__Supplied records__
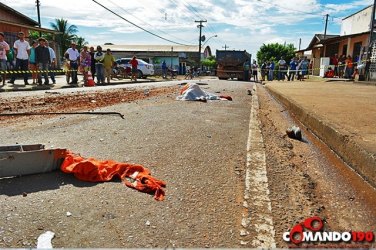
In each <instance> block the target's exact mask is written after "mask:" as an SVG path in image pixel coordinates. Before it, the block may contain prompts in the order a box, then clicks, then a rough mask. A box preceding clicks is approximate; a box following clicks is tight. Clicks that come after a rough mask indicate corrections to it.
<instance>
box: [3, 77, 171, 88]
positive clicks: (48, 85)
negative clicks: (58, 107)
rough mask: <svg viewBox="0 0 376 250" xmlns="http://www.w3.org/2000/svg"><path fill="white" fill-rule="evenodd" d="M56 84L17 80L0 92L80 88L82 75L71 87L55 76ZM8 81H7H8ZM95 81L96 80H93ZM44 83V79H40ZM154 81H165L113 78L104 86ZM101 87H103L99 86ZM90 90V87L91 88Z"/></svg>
mask: <svg viewBox="0 0 376 250" xmlns="http://www.w3.org/2000/svg"><path fill="white" fill-rule="evenodd" d="M55 79H56V84H52V81H51V79H49V80H50V84H49V85H37V84H31V83H32V80H31V79H29V85H25V84H24V81H23V79H17V80H16V81H15V83H14V84H11V83H7V82H5V85H4V86H3V85H2V83H0V92H9V91H31V90H53V89H61V88H81V87H83V84H84V82H83V80H82V75H79V76H78V79H79V81H78V84H77V85H71V84H67V82H66V78H65V75H56V76H55ZM8 80H9V79H7V81H8ZM95 80H96V79H95ZM42 81H43V82H44V79H42ZM155 81H166V79H163V78H161V77H149V78H146V79H137V82H134V81H131V80H130V78H126V79H117V78H114V79H112V80H111V82H110V84H107V85H106V86H111V85H118V84H133V83H143V82H155ZM101 86H103V85H101ZM91 88H92V87H91Z"/></svg>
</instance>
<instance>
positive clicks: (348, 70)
mask: <svg viewBox="0 0 376 250" xmlns="http://www.w3.org/2000/svg"><path fill="white" fill-rule="evenodd" d="M345 64H346V68H345V78H347V79H352V75H353V71H354V63H353V60H352V57H351V56H350V55H348V56H347V58H346V60H345Z"/></svg>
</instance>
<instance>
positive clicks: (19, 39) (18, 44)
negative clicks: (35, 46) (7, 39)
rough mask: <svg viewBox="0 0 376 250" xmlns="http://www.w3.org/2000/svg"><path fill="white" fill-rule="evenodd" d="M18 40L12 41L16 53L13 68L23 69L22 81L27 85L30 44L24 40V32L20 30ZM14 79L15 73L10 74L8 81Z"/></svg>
mask: <svg viewBox="0 0 376 250" xmlns="http://www.w3.org/2000/svg"><path fill="white" fill-rule="evenodd" d="M18 38H19V39H18V40H16V41H15V42H14V45H13V49H14V51H15V54H16V66H15V67H14V70H21V71H23V72H24V73H23V77H24V83H25V85H28V84H29V83H28V81H27V80H28V73H27V72H28V68H29V55H30V49H31V47H30V44H29V43H28V42H27V41H26V40H25V34H24V33H23V32H22V31H21V32H19V33H18ZM15 80H16V75H15V74H12V77H11V79H10V81H9V82H8V83H12V84H14V81H15Z"/></svg>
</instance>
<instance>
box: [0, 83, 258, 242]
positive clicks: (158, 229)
mask: <svg viewBox="0 0 376 250" xmlns="http://www.w3.org/2000/svg"><path fill="white" fill-rule="evenodd" d="M250 85H251V84H250V83H240V82H224V81H223V82H215V83H213V84H212V83H210V85H202V87H203V88H204V89H208V90H210V91H211V92H214V93H215V92H220V93H221V94H224V95H230V96H232V97H233V98H234V101H232V102H229V101H210V102H207V103H203V102H184V101H176V100H175V97H176V96H171V95H169V96H160V97H155V98H150V99H145V100H140V101H136V102H132V103H122V104H118V105H114V106H109V107H106V108H103V109H101V110H108V111H117V112H121V113H123V114H124V115H125V117H126V119H125V120H121V119H119V118H117V117H109V118H104V117H98V116H77V117H76V116H75V117H72V116H70V117H68V116H60V117H55V118H48V119H45V118H43V117H33V118H30V119H27V120H23V121H22V122H21V121H18V122H15V123H8V124H7V125H4V126H1V128H0V133H1V134H2V144H15V143H24V144H27V143H44V144H46V146H47V147H51V146H53V147H63V148H68V149H70V150H72V151H74V152H77V153H81V154H82V155H83V156H94V157H97V158H99V159H114V160H118V161H127V162H133V163H138V164H143V165H144V166H146V167H148V168H149V169H150V170H151V172H152V175H153V176H155V177H157V178H160V179H162V180H164V181H166V182H167V189H166V195H167V196H166V200H165V201H163V202H157V201H154V200H153V197H152V196H149V195H147V194H143V193H139V192H137V191H135V190H132V189H129V188H127V187H125V186H123V185H122V184H121V183H119V182H116V181H115V182H109V183H102V184H90V183H89V184H88V183H82V182H80V181H77V180H75V179H74V177H73V176H67V175H65V174H62V173H60V172H54V173H51V174H45V175H37V176H27V177H21V178H16V179H5V180H1V181H0V184H1V185H0V202H1V204H2V206H1V210H0V229H1V230H0V234H1V237H0V247H10V246H13V247H15V246H18V247H35V241H36V238H37V237H38V235H39V234H41V233H42V232H44V231H47V230H50V231H53V232H54V233H55V234H56V237H55V238H54V240H53V246H54V247H175V246H176V247H239V246H242V244H241V240H242V237H241V236H240V233H239V232H240V230H241V229H242V228H243V227H242V224H241V221H242V219H243V211H244V207H243V201H244V199H243V197H244V189H245V181H244V174H245V171H246V165H247V164H246V159H247V138H248V136H249V119H250V110H251V109H250V108H251V96H249V95H247V91H246V90H247V89H248V88H249V87H250ZM23 192H25V193H27V196H26V197H23V196H22V193H23ZM67 212H70V213H71V214H72V215H71V216H67V215H66V213H67ZM243 243H244V242H243ZM244 244H251V243H247V242H245V243H244ZM246 246H247V245H246ZM248 246H251V245H248Z"/></svg>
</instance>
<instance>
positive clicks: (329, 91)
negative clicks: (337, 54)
mask: <svg viewBox="0 0 376 250" xmlns="http://www.w3.org/2000/svg"><path fill="white" fill-rule="evenodd" d="M266 87H267V88H268V89H269V90H270V91H271V92H272V93H273V94H274V95H275V96H276V97H277V98H278V99H279V100H280V101H281V102H282V103H284V104H285V106H286V107H287V108H288V109H289V110H291V111H292V112H293V113H294V114H295V116H296V117H297V118H298V119H299V120H300V121H302V122H303V124H305V125H306V126H307V127H308V128H309V129H311V130H312V131H313V132H314V133H315V134H316V135H317V136H318V137H319V138H321V140H323V141H324V142H325V143H326V144H327V145H329V146H330V147H331V148H332V149H333V150H334V151H335V152H336V153H337V154H338V155H339V156H340V157H342V158H344V159H345V161H346V162H347V163H348V164H349V165H350V166H352V167H353V168H354V169H355V170H356V171H357V172H358V173H359V174H361V175H362V176H363V177H364V178H365V179H367V180H368V181H369V182H370V183H371V184H372V185H373V186H374V187H376V130H375V128H374V124H376V98H375V96H376V87H375V86H373V85H362V84H354V83H352V82H347V83H344V82H323V81H320V82H317V81H316V82H314V81H305V82H277V81H274V82H271V83H267V84H266Z"/></svg>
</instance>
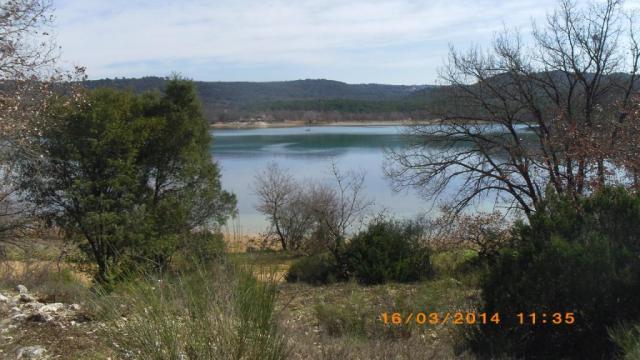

__What you will do__
Could you retype exactly the lines above, starting at the line that contains "40L12 41L16 53L13" and ending at the line that contains "box: [0, 83, 258, 242]", and nothing more?

__Written answer__
rough mask: <svg viewBox="0 0 376 250" xmlns="http://www.w3.org/2000/svg"><path fill="white" fill-rule="evenodd" d="M18 40L12 41L16 53L13 68L23 69L22 81L27 85L30 44L24 40V32L20 30ZM14 79L15 73L10 74L8 81Z"/></svg>
mask: <svg viewBox="0 0 376 250" xmlns="http://www.w3.org/2000/svg"><path fill="white" fill-rule="evenodd" d="M18 38H19V39H18V40H16V41H15V42H14V45H13V49H14V51H15V54H16V66H15V67H14V70H21V71H23V72H24V73H23V77H24V83H25V85H28V84H29V83H28V81H27V80H28V73H27V72H28V68H29V55H30V49H31V47H30V44H29V43H28V42H27V41H26V40H25V34H24V33H23V32H22V31H21V32H19V33H18ZM15 80H16V75H15V74H12V77H11V79H10V81H9V82H8V83H12V84H14V81H15Z"/></svg>
</instance>
<instance>
box: [0, 83, 258, 242]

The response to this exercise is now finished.